◆ REQUIRED TASK
Which lines of the records below contain the string "from"? Identify and copy every such line, treating uppercase and lowercase as distinct.

Labeled area outline records
────────
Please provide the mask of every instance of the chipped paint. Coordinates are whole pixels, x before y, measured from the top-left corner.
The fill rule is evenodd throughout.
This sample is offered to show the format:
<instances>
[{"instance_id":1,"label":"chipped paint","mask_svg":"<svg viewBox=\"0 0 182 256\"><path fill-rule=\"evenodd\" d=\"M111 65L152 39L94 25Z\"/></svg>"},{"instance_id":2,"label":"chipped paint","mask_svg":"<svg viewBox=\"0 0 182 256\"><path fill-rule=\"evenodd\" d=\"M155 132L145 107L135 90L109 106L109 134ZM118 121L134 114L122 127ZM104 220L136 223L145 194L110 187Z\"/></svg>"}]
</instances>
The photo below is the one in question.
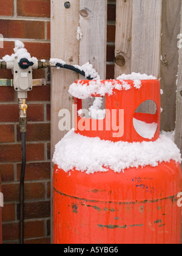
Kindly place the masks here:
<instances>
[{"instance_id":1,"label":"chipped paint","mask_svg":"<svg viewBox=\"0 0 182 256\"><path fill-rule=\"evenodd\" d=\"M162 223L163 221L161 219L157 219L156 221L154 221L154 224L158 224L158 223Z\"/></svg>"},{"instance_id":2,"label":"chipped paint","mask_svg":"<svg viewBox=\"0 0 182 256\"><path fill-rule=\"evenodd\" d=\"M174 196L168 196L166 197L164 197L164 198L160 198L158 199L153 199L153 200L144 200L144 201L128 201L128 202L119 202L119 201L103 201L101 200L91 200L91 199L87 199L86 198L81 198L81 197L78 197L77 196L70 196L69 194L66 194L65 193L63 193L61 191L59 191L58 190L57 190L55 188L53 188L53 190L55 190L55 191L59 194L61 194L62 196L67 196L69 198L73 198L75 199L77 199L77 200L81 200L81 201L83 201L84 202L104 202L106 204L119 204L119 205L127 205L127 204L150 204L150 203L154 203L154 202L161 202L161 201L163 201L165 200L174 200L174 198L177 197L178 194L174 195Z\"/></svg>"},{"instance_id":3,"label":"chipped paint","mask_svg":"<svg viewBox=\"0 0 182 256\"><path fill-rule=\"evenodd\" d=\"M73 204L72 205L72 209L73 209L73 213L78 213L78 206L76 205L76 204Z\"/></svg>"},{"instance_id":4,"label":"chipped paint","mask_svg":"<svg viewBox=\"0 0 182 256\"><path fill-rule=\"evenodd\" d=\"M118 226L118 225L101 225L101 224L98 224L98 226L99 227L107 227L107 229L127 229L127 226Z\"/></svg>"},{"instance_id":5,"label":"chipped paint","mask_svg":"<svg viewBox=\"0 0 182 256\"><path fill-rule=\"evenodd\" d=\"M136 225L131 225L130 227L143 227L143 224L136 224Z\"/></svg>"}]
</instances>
────────
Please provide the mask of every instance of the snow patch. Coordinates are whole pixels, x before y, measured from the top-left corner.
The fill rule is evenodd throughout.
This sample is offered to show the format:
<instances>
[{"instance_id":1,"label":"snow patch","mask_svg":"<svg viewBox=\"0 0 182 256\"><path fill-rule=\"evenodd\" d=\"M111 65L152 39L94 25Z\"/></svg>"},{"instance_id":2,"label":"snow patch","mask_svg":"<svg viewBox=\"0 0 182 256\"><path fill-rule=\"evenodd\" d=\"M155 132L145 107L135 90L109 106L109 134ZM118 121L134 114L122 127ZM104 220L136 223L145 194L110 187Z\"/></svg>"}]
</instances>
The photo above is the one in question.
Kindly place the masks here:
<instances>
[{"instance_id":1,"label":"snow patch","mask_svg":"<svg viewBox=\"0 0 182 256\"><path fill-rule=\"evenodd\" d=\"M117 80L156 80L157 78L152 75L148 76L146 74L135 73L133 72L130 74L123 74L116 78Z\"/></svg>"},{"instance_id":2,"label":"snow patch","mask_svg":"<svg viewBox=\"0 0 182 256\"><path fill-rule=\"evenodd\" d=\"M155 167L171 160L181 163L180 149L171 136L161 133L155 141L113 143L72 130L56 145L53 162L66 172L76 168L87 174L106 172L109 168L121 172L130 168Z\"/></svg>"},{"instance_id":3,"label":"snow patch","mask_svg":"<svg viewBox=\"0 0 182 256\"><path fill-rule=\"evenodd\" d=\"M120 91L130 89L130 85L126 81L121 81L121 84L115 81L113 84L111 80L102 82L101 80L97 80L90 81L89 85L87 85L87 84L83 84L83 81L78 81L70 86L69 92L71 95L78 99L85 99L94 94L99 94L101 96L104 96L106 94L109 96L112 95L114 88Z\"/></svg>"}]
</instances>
────────
◆ EXERCISE RESULT
Please provide the mask of every instance of the chipped paint. Coordinates are whole pixels, x before y, measured from the top-left corner.
Please provide the mask of every instance of the snow patch. Coordinates are whole pixels, x before y, measured from the top-left corner.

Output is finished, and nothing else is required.